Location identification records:

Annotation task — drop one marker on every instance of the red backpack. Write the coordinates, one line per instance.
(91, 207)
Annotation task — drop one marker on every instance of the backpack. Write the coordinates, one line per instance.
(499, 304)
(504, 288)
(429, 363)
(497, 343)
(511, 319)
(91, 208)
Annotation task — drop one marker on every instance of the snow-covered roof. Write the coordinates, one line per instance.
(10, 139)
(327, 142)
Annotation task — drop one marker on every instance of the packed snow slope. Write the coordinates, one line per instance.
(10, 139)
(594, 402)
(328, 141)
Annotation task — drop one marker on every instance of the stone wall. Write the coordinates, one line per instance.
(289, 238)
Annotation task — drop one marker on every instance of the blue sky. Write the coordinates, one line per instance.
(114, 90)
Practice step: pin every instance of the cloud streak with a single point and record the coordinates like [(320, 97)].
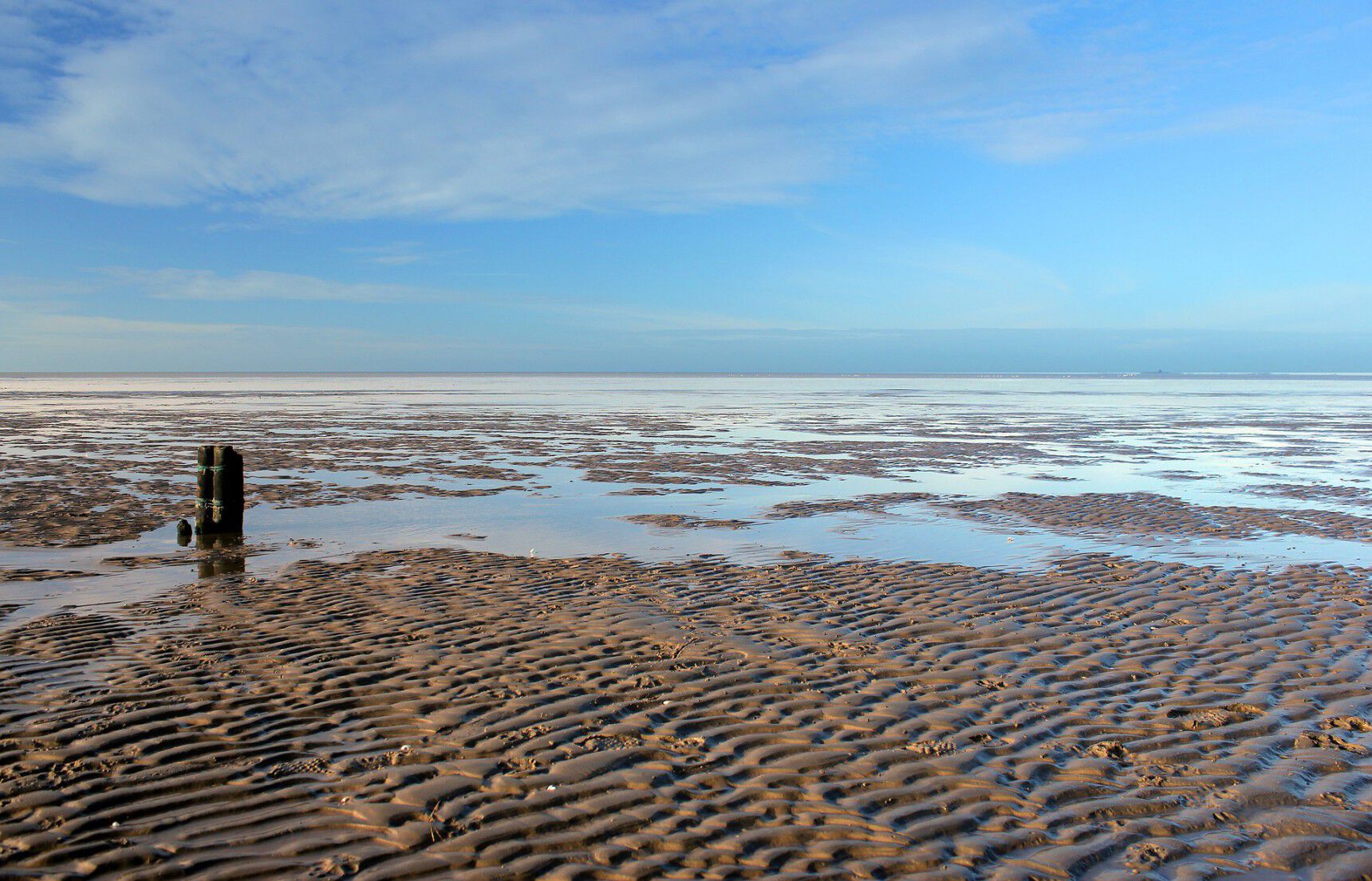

▶ [WHAT YOU HAVE TO DO] Please lay out every line of the records above as a numbered list, skipping blank lines. Leave the pictures out.

▶ [WRITTEN ANSWER]
1. Annotation task — drop one marker on every instance of the red backpack. Write the coordinates, one line per instance.
2. (91, 207)
3. Annotation task — drop one marker on every instance of the backpack. Write the coordinates, one line per instance.
4. (499, 304)
5. (504, 288)
6. (429, 363)
7. (497, 343)
8. (511, 319)
9. (91, 208)
10. Annotation task — drop one marker on every instance of the snow-covered roof. Write the coordinates, one line per instance.
11. (10, 139)
12. (327, 142)
13. Annotation task — drop one marker on every instance of the packed snow slope. Write the coordinates, one line per instance.
14. (10, 139)
15. (594, 402)
16. (328, 141)
17. Annotation task — drop one marker on every instance of the stone wall. Write the coordinates, one line per instance.
18. (289, 238)
19. Annotation task — drop one marker on every instance of the blue sky. Write the coordinates, one line per instance.
20. (114, 90)
21. Practice step: pin every instance of the cloud streak with a single point and record the coordinates like [(320, 97)].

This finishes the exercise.